> **Task prompt**: From the robotic car description, reproduce word for word the passage starting with "Block diagram of" and going on through "5: park left.".

═════ Excerpt provided

ROBOTIC CAR
Robotic Car is a miniature prototype car powered by batteries whose various movements can be control either manually or automatically, or the combination of both. Here the command is given through keyboard; it would have been better if we used IR remote control or something of that kind rather than using keyboard for commanding. However, by realizing the complexities we have made simple using keyboard.
Block diagram of the project:
Some photographs of this model:
Project Description:
Keyboard section:
There are six switches in this section. They are
1: turn left.
2: turn right.
3: stop.
4: about turn.
5: park left.
6: park right.
Circuit diagram of keyboard is shown bellow.
Car section:
There are many sub sections in this section. They are
Motor:
We are using a 5V dc motor to drive the vehicle. The speed of the vehicle and its strength is controlled by the proper use of pulley. The rear wheel of the vehicle is connected to this motor through a pulley. This motor is meant for moving the vehicle both in forward and backward direction. Microcontroller (8051) controls the forward and backward movement of the vehicle in the following manner:
Here in the above circuit, T1, T2, T3, T4 are the NPN power transistor (2N3055). A0, A1, A2, A3 are the signals coming from the micro controller. With the specific combination of A0, A1, A2, A3 we can change the direction of rotation of motor as follows:
Case I:
When A0=high; A3=high; & A1=low; A2=low
The motor rotates in clockwise direction
Case II:
When A0=low; A3=low; & A1=high; A2=high
The motor rotates in anti-clockwise direction
Case III:
When A0=low; A3=low; A1=low; A2=low
The motor stops the rotation.
Stepper Motor:
A 5V dc Stepper motor is fixed at the front wheel lever directly. It enables the vehicle to rotate left or right through any angle. The electrical pulses generated from the micro controller directly control the movement of the stepper motor.

══════════
═════ Data shown

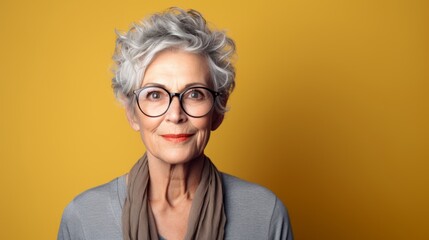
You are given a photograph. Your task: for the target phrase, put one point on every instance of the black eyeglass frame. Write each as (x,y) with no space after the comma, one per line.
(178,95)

══════════

> **Result of the task**:
Block diagram of the project:
Some photographs of this model:
Project Description:
Keyboard section:
There are six switches in this section. They are
1: turn left.
2: turn right.
3: stop.
4: about turn.
5: park left.